Chapter 5. OpenMP Fortran API Multiprocessing Directives

Chapter 5. OpenMP Fortran API Multiprocessing Directives
Prev		Next

This chapter provides an overview of the supported multiprocessing directives. These directives are based on the OpenMP Fortran application program interface (API) standard. Programs that use these directives are portable and can be compiled by other compilers that support the OpenMP standard.

The complete OpenMP standard is available at http://www.openmp.org/specs. See that documentation for complete examples, rules of usage, and restrictions. This chapter provides only an overview of the supported directives and does not give complete details about usage or restrictions.

To enable recognition of the OpenMP directives, specify -mp on the f77(1) command line. The -mp option must be specified in order for the compiler to honor any -MP:... options that may also be specified on the command line. The -MP:open_mp=ON option is on by default and must be in effect during compilation.

The following example command line can compile program ompprg.f, which contains OpenMP Fortran API directives:

f77 -mp ompprg.f

In addition to directives, the OpenMP Fortran API describes several library routines and environment variables. See the standard for complete details.

Using Directives

All multiprocessing directives are case-insensitive and are of the following form:

prefix directive [clause[[,] clause]...]

Directives cannot be embedded within continued statements, and statements cannot be embedded within directives. Comments cannot appear on the same line as a directive.

Comments are allowed inside directives. Comments can appear on the same line as a directive. The comment extends to the end of the source line and is ignored. If the first nonblank character after the initial prefix (or after a continuation directive line in fixed source form) is an exclamation point, the line is ignored.

Conditional Compilation

Fortran statements can be compiled conditionally as long as they are preceded by one of the following conditional compilation prefixes: C$, or *$. The prefix must be followed by a Fortran statement on the same line. During compilation, the prefix is replaced by two spaces, and the rest of the line is treated as a normal Fortran statement.

The prefixes must start in column one and appear as a single word with no intervening white space. Fortran fixed form line length, case sensitivity, white space, continuation, and column rules apply to the line. Initial lines must have a space or zero in column six, and continuation lines must have a character other than a space or zero in column six.

Your program must be compiled with the -mp option in order for the compiler to honor statements preceded by conditional compilation prefixes; without the mp command line option, statements preceded by conditional compilation prefixes are treated as comments.

You must define the _OPENMP symbol to be used for conditional compilation. This symbol is defined during OpenMP compilation to have the decimal value YYYYMM where YYYY and MM are the year and month designators of the version of the OpenMP Fortran API is supported.

Parallel Region Constructs

The PARALLEL and END PARALLEL directives define a parallel region. A parallel region is a block of code that is to be executed by multiple threads in parallel. This is the fundamental OpenMP parallel construct that starts parallel execution.

Contour labeling items
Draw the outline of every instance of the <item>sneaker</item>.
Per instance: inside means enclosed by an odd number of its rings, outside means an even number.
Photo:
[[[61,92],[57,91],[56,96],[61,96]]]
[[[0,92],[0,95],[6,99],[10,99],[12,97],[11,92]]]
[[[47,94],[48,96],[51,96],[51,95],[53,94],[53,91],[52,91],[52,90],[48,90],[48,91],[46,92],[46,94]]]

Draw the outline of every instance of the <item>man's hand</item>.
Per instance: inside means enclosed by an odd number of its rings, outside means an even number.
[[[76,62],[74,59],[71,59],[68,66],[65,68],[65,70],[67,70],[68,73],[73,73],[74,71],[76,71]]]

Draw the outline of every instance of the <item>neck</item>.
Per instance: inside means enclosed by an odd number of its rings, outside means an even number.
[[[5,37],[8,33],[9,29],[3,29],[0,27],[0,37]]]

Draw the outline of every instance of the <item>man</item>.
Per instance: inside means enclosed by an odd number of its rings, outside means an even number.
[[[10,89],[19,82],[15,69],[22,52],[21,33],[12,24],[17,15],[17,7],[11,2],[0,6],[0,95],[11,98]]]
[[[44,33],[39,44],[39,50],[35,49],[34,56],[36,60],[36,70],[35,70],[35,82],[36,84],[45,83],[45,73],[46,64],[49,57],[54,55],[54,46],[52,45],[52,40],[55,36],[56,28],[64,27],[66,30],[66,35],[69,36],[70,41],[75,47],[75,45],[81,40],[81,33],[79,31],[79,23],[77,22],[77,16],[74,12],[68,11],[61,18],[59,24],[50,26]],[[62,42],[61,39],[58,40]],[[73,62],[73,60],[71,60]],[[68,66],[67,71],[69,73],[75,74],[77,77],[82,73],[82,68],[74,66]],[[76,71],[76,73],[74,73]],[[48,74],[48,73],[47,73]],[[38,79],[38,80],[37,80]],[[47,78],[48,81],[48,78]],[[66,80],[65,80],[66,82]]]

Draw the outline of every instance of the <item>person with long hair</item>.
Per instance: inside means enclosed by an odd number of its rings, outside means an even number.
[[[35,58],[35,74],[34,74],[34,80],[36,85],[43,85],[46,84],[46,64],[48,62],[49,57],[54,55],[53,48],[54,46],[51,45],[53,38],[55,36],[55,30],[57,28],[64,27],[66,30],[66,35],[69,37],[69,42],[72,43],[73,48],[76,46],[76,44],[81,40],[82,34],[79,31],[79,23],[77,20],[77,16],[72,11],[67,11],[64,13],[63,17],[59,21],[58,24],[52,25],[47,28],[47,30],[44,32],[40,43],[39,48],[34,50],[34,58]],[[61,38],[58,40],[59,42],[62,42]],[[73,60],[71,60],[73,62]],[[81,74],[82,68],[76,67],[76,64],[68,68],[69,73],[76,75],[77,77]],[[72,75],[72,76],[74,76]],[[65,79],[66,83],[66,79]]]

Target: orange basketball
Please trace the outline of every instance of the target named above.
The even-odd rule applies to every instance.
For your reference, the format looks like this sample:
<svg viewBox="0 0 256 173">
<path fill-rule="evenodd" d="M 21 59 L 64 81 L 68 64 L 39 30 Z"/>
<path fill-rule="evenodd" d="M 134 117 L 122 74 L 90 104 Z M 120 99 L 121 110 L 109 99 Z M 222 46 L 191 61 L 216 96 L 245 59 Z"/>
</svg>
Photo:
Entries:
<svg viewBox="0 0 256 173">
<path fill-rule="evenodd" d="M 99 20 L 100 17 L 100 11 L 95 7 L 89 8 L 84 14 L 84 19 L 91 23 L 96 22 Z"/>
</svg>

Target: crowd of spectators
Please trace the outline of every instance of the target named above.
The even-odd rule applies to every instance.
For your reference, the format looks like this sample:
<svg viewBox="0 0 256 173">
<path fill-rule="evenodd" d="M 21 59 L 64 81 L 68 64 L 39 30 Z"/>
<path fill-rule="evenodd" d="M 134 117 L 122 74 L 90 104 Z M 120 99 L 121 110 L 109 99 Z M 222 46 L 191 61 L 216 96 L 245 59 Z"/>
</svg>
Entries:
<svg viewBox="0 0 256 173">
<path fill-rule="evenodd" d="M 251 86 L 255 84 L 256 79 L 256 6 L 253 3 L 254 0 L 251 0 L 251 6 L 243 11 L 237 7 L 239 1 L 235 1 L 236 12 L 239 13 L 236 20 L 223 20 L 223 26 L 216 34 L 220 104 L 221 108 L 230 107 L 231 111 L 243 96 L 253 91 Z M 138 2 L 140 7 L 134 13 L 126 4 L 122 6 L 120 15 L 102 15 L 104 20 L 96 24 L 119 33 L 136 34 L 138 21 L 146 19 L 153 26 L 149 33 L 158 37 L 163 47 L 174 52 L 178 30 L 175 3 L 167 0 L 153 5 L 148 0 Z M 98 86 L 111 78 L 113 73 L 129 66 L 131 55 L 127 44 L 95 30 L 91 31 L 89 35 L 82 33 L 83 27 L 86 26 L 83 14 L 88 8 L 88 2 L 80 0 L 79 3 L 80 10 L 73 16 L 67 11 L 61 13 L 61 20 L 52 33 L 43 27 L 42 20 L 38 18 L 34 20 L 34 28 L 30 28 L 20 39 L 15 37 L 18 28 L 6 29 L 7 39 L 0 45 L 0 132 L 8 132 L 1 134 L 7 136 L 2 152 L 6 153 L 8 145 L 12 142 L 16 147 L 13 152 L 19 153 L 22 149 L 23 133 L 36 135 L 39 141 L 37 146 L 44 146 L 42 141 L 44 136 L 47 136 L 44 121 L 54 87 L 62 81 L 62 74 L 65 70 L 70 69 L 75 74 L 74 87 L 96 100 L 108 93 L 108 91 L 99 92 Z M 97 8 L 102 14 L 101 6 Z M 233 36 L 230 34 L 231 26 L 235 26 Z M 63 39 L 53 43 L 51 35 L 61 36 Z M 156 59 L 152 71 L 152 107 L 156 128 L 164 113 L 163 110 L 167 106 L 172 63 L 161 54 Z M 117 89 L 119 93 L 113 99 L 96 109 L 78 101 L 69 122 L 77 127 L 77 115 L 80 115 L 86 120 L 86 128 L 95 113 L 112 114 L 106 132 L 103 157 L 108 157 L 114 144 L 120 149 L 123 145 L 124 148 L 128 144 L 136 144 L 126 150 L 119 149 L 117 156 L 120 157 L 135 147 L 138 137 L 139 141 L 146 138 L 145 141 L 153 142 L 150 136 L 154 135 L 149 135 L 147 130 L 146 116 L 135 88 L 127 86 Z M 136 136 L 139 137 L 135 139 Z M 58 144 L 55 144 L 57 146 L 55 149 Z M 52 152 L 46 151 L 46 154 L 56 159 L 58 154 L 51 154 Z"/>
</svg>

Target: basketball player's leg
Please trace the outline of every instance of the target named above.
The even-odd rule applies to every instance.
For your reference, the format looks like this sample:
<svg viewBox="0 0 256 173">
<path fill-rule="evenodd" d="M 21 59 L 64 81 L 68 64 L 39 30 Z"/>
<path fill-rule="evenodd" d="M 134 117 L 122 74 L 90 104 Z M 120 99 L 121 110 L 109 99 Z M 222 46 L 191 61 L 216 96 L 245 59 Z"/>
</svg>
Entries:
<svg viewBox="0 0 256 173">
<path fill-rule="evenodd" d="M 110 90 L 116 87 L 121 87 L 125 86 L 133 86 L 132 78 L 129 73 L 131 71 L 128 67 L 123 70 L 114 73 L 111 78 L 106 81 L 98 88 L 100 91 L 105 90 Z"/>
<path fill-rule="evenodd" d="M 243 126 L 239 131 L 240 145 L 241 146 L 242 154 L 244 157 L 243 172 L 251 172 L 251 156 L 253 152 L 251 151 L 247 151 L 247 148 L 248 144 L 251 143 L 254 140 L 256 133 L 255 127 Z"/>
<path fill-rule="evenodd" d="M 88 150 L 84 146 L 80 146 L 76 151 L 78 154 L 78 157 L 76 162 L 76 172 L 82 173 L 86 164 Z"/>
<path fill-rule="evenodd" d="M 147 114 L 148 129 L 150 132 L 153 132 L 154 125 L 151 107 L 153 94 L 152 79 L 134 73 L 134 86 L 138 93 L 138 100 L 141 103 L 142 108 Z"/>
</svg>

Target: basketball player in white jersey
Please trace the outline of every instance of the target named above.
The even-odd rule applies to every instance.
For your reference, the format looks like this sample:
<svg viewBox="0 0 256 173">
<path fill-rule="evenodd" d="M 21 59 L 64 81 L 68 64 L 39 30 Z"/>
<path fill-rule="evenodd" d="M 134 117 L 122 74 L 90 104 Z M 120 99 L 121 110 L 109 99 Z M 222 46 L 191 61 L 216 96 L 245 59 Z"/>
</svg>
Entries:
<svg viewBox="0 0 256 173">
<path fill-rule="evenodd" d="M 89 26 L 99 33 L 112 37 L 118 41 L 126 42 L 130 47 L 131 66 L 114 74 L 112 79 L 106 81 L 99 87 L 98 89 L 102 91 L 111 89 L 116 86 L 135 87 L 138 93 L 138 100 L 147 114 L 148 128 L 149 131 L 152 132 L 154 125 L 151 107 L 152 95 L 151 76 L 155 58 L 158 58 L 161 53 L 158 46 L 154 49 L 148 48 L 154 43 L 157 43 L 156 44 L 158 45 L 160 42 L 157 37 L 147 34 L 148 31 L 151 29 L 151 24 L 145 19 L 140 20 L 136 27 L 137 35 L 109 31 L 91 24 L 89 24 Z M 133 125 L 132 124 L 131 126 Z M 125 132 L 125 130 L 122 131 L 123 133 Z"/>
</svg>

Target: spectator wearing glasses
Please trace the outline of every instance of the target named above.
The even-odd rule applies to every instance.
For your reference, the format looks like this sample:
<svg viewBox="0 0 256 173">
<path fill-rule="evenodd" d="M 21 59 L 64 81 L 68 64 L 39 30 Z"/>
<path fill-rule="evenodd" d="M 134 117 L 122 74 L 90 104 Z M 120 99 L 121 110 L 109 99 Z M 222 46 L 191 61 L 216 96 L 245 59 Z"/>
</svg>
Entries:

---

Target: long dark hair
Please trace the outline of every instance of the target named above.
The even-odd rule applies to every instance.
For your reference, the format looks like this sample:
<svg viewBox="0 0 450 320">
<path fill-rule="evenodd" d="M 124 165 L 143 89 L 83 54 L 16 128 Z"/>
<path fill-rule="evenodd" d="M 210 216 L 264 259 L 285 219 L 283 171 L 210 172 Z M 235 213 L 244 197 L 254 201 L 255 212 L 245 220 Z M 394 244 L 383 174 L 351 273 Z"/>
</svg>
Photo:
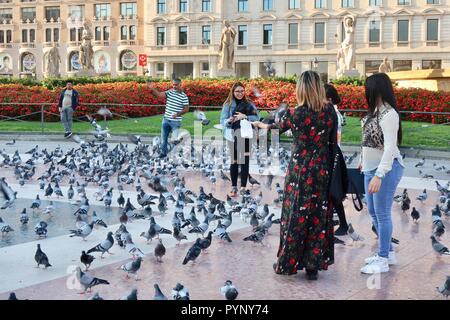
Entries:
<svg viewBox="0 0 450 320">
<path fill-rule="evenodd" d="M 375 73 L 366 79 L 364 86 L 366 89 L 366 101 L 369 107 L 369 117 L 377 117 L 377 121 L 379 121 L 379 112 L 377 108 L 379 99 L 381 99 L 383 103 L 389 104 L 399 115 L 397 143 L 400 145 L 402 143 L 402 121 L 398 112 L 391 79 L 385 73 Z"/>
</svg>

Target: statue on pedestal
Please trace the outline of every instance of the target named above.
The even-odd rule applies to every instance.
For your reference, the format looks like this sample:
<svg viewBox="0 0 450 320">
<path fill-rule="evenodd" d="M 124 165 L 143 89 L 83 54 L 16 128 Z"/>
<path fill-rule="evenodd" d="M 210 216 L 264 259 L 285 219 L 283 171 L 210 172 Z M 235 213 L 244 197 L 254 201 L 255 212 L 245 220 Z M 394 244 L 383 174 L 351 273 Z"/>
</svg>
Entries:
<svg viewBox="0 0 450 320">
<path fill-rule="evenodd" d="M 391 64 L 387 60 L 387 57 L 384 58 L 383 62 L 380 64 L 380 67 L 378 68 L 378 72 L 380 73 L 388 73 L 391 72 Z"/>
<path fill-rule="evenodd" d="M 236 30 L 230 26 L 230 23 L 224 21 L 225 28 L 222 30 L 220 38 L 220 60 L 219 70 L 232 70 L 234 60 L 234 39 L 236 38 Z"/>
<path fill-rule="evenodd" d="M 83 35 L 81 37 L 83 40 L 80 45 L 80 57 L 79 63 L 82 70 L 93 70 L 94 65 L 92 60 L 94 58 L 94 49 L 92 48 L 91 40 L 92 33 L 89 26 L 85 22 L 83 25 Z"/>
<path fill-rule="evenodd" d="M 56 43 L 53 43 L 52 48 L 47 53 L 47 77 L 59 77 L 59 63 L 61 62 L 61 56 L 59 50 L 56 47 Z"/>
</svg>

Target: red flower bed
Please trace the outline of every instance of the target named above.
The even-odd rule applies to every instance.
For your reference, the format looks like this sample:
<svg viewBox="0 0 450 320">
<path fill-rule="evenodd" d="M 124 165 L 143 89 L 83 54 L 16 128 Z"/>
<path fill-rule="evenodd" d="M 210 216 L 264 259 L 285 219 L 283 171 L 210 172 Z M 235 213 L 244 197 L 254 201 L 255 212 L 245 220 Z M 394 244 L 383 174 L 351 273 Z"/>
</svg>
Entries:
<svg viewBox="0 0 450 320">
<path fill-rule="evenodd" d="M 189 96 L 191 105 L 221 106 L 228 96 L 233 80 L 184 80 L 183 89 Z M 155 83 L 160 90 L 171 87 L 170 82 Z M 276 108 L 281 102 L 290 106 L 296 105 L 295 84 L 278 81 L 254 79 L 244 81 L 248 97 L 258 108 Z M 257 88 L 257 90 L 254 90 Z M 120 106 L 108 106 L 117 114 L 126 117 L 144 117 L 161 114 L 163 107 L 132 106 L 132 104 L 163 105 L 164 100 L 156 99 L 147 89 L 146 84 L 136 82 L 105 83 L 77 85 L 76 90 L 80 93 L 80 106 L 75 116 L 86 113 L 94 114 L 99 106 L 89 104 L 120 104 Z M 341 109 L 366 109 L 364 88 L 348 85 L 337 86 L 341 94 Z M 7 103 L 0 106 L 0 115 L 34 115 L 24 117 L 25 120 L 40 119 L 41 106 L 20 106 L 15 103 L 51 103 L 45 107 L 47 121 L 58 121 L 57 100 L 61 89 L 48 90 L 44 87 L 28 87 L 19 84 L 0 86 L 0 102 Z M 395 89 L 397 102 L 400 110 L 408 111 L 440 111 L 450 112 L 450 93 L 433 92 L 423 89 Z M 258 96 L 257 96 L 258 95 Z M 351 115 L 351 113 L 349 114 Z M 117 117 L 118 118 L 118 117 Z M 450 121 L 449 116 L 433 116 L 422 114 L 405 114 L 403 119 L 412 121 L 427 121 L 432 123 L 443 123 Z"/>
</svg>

**SET OF TASKS**
1 – In the OpenMP directives chapter, which option must be given on the f77 command line so the compiler recognizes the OpenMP directives?
2 – Repeat the OpenMP directives chapter starting at the words "In addition to" and ending after "for complete details.".

**CORRECT ANSWERS**
1 – -mp

2 –
In addition to directives, the OpenMP Fortran API describes several library routines and environment variables. See the standard for complete details.